**Pointing entries for named objects:**
----------

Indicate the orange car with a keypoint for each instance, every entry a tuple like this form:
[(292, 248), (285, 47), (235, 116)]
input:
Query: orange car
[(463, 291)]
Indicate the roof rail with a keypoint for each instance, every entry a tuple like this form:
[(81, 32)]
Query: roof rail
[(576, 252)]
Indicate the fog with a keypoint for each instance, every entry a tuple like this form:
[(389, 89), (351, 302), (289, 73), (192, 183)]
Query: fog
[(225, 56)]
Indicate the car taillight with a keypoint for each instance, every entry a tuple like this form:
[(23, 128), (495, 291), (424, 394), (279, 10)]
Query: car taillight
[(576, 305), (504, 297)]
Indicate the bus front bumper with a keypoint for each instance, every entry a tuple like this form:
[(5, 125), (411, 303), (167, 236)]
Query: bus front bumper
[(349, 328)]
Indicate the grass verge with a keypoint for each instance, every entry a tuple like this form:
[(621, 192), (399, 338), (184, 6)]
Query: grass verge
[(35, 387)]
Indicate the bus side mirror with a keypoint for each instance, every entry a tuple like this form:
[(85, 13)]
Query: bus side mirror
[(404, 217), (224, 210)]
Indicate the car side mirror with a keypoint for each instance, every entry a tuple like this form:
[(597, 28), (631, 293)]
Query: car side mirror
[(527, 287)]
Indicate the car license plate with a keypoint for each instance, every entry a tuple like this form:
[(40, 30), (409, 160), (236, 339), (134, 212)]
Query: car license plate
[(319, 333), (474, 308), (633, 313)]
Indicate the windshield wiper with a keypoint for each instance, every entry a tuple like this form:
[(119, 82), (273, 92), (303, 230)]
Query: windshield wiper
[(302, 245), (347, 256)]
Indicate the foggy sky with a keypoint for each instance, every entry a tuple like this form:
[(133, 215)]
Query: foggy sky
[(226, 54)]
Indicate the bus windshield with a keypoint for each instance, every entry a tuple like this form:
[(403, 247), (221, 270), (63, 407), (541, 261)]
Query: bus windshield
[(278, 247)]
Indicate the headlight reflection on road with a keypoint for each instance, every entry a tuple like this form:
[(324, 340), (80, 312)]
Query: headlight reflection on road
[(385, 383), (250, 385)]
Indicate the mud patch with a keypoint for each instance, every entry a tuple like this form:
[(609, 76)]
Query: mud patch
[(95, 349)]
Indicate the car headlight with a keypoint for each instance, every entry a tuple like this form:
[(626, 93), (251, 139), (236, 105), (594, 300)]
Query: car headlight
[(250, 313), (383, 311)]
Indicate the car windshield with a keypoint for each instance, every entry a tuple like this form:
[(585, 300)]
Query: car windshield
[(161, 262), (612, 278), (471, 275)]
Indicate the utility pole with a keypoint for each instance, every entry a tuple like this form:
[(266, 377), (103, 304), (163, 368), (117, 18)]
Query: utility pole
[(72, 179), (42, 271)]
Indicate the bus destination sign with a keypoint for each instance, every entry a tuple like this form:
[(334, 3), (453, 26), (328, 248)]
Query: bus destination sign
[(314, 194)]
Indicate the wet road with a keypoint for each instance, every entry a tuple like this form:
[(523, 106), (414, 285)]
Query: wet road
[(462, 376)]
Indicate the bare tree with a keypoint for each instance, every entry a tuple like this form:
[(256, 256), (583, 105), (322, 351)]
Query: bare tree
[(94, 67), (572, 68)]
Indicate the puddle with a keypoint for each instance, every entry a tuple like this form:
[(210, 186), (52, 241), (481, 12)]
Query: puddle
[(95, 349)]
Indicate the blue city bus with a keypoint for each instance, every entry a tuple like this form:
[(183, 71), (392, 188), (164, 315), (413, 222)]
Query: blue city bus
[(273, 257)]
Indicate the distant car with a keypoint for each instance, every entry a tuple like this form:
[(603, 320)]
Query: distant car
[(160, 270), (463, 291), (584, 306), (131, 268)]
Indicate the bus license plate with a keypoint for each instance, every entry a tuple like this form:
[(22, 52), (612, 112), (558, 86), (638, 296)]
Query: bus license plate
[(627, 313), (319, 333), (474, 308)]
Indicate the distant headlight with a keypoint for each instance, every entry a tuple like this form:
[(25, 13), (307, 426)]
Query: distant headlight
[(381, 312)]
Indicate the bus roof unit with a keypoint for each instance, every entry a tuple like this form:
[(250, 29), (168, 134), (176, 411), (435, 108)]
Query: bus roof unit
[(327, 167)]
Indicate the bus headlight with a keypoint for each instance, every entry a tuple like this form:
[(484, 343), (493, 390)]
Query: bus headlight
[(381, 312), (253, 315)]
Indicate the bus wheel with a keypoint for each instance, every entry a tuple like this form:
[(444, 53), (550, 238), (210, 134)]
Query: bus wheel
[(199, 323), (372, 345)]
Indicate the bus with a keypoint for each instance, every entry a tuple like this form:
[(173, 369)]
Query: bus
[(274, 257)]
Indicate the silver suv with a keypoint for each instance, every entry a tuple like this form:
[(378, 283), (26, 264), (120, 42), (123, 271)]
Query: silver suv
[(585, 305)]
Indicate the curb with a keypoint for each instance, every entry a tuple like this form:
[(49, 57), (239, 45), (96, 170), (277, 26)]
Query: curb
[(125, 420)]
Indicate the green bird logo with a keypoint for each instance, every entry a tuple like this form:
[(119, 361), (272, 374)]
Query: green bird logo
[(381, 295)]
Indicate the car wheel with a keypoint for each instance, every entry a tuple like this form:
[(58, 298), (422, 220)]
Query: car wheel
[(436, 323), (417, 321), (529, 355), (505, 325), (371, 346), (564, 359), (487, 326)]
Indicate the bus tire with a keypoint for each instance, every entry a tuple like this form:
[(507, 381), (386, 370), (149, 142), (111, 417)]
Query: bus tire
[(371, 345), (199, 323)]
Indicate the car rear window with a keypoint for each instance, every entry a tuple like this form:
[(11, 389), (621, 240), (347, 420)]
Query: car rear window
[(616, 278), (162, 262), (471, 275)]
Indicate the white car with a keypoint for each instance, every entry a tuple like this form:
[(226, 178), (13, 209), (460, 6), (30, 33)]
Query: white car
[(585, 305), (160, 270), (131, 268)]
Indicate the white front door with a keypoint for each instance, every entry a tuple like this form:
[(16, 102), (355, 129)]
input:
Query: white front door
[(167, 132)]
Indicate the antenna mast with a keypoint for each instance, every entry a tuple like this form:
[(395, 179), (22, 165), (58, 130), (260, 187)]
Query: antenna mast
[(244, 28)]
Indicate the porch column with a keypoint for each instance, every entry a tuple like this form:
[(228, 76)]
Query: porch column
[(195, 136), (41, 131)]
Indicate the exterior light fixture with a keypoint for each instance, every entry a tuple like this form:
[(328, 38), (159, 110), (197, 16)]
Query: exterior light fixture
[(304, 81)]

----------

**WHAT YOU WILL DO:** Duplicate the whole of the material above, reproducing every line without any change.

**WRITTEN REPLY:**
Indicate the orange car with a keypoint for each instance, every entry a tuple like this form:
[(292, 248), (285, 47), (235, 116)]
input:
Query: orange car
[(463, 291)]
Indicate the roof rail with a keypoint for each instance, every entry a tuple like this form:
[(81, 32)]
Query: roof rail
[(576, 252)]
Indicate the fog with a keypoint for each instance, every entry a tuple like this form:
[(389, 89), (351, 302), (289, 73), (192, 183)]
Query: fog
[(225, 56)]
Indicate the car taillight with a keypoint for each instance, every entry a tuple like this form:
[(23, 128), (495, 291), (424, 394), (279, 10)]
Query: car taillight
[(576, 305), (504, 297)]
Indicate the bus front bumper with a keypoint for each instance, every entry a tuple like this form:
[(5, 125), (411, 303), (167, 236)]
Query: bus front bumper
[(349, 328)]
Indicate the grass verge with a keypoint for each instance, every entry a tuple like this form:
[(621, 192), (399, 338), (184, 6)]
Query: grass verge
[(35, 387)]
Indicate the bus side mirror with a keypoint for each instance, every entry a tuple like this form:
[(85, 13)]
Query: bus side mirror
[(404, 217), (224, 210)]
Indicate the car side mirror with a keypoint for each instance, every entry a tuple like this form:
[(597, 28), (631, 293)]
Query: car side mirror
[(527, 287)]
Indicate the car license plate with a keypoint for each instance, every entry a tuple like this form:
[(40, 30), (409, 160), (236, 339), (134, 212)]
Query: car license plate
[(319, 333), (474, 308), (633, 313)]
Indicate the windshield wiper with a keypoint for each instance, every entry a tuple like this form:
[(119, 82), (273, 92), (303, 230)]
Query: windshield wiper
[(302, 245), (347, 256)]
Indicate the foggy sky with a keypoint for each instance, every entry a tuple like this form:
[(133, 215)]
Query: foggy sky
[(226, 54)]
Indicate the bus windshield with a keypoint for each instance, every entry a tuple like this form:
[(403, 247), (221, 270), (63, 407), (541, 261)]
Query: bus windshield
[(278, 247)]
Indicate the headlight reflection on road with a keypoint for each instance, every entry a tuple like this form:
[(324, 340), (80, 312)]
Query: headlight reflection on road
[(385, 383), (250, 385)]
Indicate the mud patch with a keypoint for each instance, every entry a tuple like this form:
[(609, 76)]
Query: mud patch
[(95, 349)]
Indicate the car headlight with a keypoint for each instance, every entry a tuple like this form:
[(626, 93), (251, 139), (236, 105), (594, 300)]
Query: car headlight
[(250, 313), (383, 311)]
Indicate the car windshield with a keypoint for each instance, every entry a tuple like this form:
[(585, 300)]
Query: car windshield
[(161, 262), (612, 278), (471, 275)]
Indicate the utility pole with a keypoint for each instance, every entry a tuple like this form:
[(266, 377), (103, 304), (163, 368), (117, 18)]
Query: utility pole
[(72, 179), (42, 271)]
Indicate the bus destination sign with a keypoint for each instance, every entry a tuple like this form:
[(334, 3), (453, 26), (328, 248)]
Query: bus destination sign
[(314, 194)]
Indicate the wet road with a keypoint for each instance, every entry a tuple like this form:
[(523, 106), (414, 285)]
Query: wet road
[(462, 376)]
Indicate the bare tree with a keypoint for each instance, every entry a tuple like this form:
[(256, 256), (583, 105), (322, 351)]
Query: bare tree
[(94, 67), (572, 68)]
Indicate the puddle with a keypoint for each instance, every entry a tuple like this form:
[(210, 186), (52, 241), (481, 12)]
Query: puddle
[(95, 349)]
Indicate the blue city bus with a keypoint for each instance, every entry a tuple like this form:
[(183, 71), (392, 188), (164, 315), (413, 222)]
Query: blue city bus
[(273, 257)]
Indicate the distant car with a keypoint for each instance, every entry a tuple like this form:
[(603, 320)]
Query: distant car
[(160, 270), (463, 291), (584, 306), (131, 268)]
Indicate the bus license plate with a keypoint for each instance, every entry a tuple like this form:
[(22, 52), (612, 112), (558, 86), (638, 296)]
Query: bus license plate
[(627, 313), (319, 333), (474, 308)]
Indicate the distant headlight with a keypoint for each instance, every entry a tuple like this form:
[(25, 13), (307, 426)]
Query: distant headlight
[(381, 312)]
Indicate the bus roof unit with a keypoint for each instance, every entry a tuple like this form:
[(250, 29), (168, 134), (176, 411), (435, 108)]
Query: bus roof unit
[(327, 167)]
Indicate the bus headlight with a keypoint for each instance, every entry a tuple like this form:
[(484, 343), (493, 390)]
Query: bus headlight
[(381, 312), (253, 315)]
Indicate the bus wheel with a keypoint for each instance, every entry a tuple like this form:
[(444, 53), (550, 238), (210, 134)]
Query: bus wheel
[(199, 323), (372, 345)]
Indicate the bus with a keypoint for each instance, every entry a tuple like this form:
[(173, 369)]
Query: bus
[(274, 257)]
Indicate the silver suv with a keypoint for each instance, every entry a tuple like this form:
[(378, 283), (26, 264), (120, 42), (123, 271)]
Query: silver suv
[(585, 305)]
Indicate the curb with a keypoint for each instance, every entry a tuple like this form:
[(49, 57), (239, 45), (96, 170), (277, 26)]
Query: curb
[(125, 420)]
Indicate the green bird logo with a keypoint for each instance, every entry a tuple like this form:
[(119, 361), (272, 374)]
Query: green bird logo
[(381, 295)]
Indicate the car wheel with a keypoint for each instance, every entry a tuple like this form:
[(58, 298), (422, 220)]
Query: car wheel
[(436, 323), (417, 321), (529, 355), (505, 325), (371, 346), (564, 359), (487, 326)]
Indicate the bus tire with a keypoint for each instance, every entry a tuple like this form:
[(507, 381), (386, 370), (149, 142), (111, 417)]
Query: bus tire
[(371, 345), (199, 323)]
Indicate the car rear window with a keypoint for each instance, every entry a tuple like this form:
[(11, 389), (621, 240), (347, 420)]
Query: car rear window
[(616, 278), (162, 262), (471, 275)]
Indicate the white car with a keypoint for each instance, every entry a tuple like this form:
[(226, 178), (13, 209), (460, 6), (30, 33)]
Query: white car
[(585, 305), (160, 270), (131, 268)]
Indicate the white front door with a keypoint for each instance, every entry a tuple like this form:
[(16, 102), (355, 129)]
input:
Query: white front door
[(167, 132)]
Indicate the antenna mast with a keypoint for each instance, every entry a tuple like this form:
[(395, 179), (22, 165), (58, 130), (260, 187)]
Query: antenna mast
[(244, 28)]
Indicate the porch column with a keypoint for each instance, every entry a tuple like this form:
[(228, 76)]
Query: porch column
[(195, 136), (41, 131)]
Indicate the exterior light fixture with a keypoint for each instance, every entry a tuple like this form:
[(328, 38), (159, 110), (197, 16)]
Query: exterior light fixture
[(304, 81)]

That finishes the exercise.